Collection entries
━━━━━━━━

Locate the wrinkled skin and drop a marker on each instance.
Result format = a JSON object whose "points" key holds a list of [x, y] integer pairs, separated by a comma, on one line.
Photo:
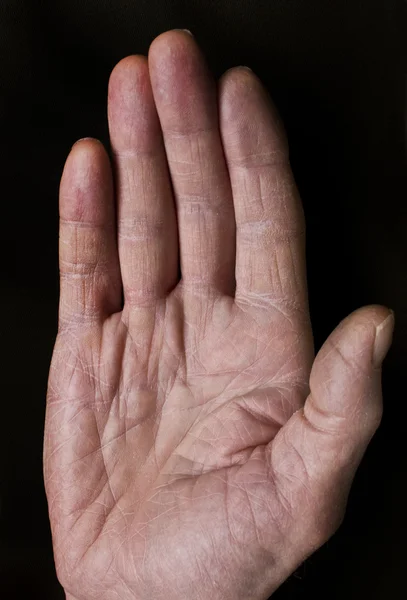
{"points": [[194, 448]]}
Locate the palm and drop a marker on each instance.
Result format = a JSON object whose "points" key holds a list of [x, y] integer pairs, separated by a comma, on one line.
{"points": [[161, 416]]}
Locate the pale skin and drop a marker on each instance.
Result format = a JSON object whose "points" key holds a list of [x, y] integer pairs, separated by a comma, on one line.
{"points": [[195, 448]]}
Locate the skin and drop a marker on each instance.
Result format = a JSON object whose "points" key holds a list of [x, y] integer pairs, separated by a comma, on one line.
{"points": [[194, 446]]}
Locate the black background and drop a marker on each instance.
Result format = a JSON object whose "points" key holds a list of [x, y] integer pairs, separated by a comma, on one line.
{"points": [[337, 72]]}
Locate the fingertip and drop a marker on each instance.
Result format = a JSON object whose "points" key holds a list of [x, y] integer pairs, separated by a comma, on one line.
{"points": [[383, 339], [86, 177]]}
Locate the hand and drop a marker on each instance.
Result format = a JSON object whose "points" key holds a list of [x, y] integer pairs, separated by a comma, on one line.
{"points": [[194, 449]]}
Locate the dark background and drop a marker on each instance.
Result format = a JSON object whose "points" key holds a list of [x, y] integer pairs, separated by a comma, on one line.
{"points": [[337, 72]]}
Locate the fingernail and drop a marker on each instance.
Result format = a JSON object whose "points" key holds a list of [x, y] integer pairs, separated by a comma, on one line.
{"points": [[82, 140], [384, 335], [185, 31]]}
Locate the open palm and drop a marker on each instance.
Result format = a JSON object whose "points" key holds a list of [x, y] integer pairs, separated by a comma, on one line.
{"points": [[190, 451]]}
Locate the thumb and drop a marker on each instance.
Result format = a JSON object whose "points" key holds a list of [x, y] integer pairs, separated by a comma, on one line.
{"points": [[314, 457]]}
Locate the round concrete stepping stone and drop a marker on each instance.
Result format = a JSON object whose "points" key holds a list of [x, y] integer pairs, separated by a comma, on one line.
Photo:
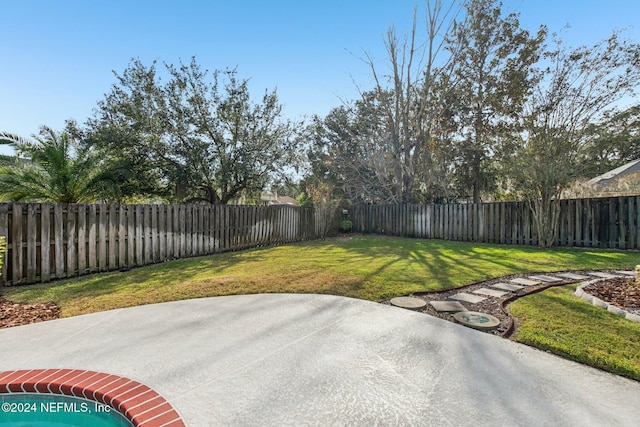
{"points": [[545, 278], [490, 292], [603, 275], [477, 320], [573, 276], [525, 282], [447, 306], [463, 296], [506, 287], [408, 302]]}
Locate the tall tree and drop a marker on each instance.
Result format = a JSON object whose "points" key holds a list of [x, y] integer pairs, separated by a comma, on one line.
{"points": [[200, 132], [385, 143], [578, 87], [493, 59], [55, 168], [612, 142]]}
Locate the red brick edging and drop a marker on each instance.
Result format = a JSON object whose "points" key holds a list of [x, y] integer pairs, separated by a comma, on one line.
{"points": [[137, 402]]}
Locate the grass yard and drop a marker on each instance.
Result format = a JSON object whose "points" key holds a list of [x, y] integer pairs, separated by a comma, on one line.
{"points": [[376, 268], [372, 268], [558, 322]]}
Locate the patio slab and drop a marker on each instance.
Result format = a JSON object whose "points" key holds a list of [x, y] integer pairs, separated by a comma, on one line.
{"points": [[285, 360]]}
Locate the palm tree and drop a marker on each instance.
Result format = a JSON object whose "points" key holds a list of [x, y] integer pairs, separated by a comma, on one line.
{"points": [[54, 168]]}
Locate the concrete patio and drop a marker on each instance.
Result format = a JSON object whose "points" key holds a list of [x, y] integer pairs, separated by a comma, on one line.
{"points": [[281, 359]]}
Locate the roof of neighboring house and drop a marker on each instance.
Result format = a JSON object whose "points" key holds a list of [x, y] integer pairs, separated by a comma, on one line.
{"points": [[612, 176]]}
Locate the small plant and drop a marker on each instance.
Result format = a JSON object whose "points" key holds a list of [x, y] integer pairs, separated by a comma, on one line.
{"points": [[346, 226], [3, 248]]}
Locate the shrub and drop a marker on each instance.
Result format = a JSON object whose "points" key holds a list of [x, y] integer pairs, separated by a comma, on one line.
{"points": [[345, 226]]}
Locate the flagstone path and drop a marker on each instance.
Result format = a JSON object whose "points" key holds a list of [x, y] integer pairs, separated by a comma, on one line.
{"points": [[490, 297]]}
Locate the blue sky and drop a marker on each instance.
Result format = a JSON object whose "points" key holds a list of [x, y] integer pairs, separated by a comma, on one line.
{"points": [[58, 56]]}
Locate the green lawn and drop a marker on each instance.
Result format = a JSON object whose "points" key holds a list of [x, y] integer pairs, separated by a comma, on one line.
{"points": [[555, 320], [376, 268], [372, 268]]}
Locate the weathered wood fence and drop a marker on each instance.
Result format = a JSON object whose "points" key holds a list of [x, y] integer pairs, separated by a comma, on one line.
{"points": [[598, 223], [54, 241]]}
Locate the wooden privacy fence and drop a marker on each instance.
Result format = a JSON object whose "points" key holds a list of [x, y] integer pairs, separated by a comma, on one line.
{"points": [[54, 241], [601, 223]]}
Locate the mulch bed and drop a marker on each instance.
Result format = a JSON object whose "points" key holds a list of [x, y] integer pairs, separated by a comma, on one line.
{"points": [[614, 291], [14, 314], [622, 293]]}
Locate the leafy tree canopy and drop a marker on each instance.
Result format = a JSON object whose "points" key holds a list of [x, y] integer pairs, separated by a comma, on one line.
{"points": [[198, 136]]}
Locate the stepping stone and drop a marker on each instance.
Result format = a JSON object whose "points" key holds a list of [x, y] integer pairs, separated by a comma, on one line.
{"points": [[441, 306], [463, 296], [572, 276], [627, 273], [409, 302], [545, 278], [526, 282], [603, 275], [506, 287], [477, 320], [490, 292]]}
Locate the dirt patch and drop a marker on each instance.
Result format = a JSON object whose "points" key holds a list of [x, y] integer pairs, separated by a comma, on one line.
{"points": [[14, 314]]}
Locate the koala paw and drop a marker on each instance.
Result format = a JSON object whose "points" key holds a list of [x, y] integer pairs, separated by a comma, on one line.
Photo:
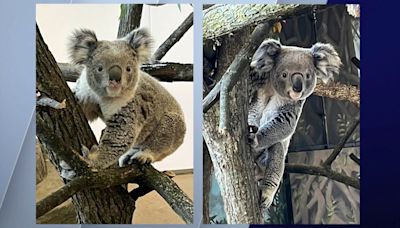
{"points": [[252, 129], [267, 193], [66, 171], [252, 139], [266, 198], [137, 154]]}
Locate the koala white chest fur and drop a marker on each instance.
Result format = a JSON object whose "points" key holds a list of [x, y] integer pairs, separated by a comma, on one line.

━━━━━━━━

WHAT YOU SHOULD DO =>
Leave out all pictures and retype precisely the lines that run from the line containing "Locate the weathered" to the last line of the records.

SOLUTION FOR THIS EXERCISE =>
Locate the weathered wood fence and drop a marker on each instance.
Result format = a JSON object whose "points" key holds a list of [x, y] integer pairs, separated by a comma, on one line.
{"points": [[598, 223], [54, 241]]}
Locate the wooden privacy fence and drop a marker on each instance.
Result format = a JSON object whose "points" key holds a list of [x, y] integer pairs, separated by a comma, on one line.
{"points": [[54, 241], [601, 223]]}
Locate the mulch bed and drop a marker on each instance.
Result format = a JSON object whose "points" key holds a list of [x, y] integer pairs, separated by a comma, on one line.
{"points": [[614, 291], [14, 314], [622, 293]]}
Locate the leafy tree canopy and drop a marker on each instance.
Result format = a JSON object whose "points" key holds a list of [x, y] integer pairs, separated by a comma, on one line.
{"points": [[198, 136]]}
Locate the stepping stone and drop a marker on each instance.
Result format = a JSON object whose "points" key holds a list of [x, y] integer pairs, separated by a comma, on one line.
{"points": [[441, 306], [463, 296], [572, 276], [627, 273], [409, 302], [545, 278], [526, 282], [603, 275], [506, 287], [477, 320], [490, 292]]}
Locate the dirt patch and drop a marker on each instance.
Result format = a JSON object whose "points" key holds a list of [x, y] integer pairs, separated by a comma, on one line.
{"points": [[14, 314]]}
Locate the koala paw and drop a marker on each instance.
Result format = a JSON object whose "points" key holds a list of [x, y] integer pairs, separated by a comma, on one line.
Photo:
{"points": [[252, 129], [267, 193], [66, 171], [252, 139], [266, 198], [137, 154]]}
Locate the koala white chest fur and drop a marker on each instance.
Result format = a JSON object whose "points" key holds a list of [x, y] integer pairs, separated by a comma, on one line.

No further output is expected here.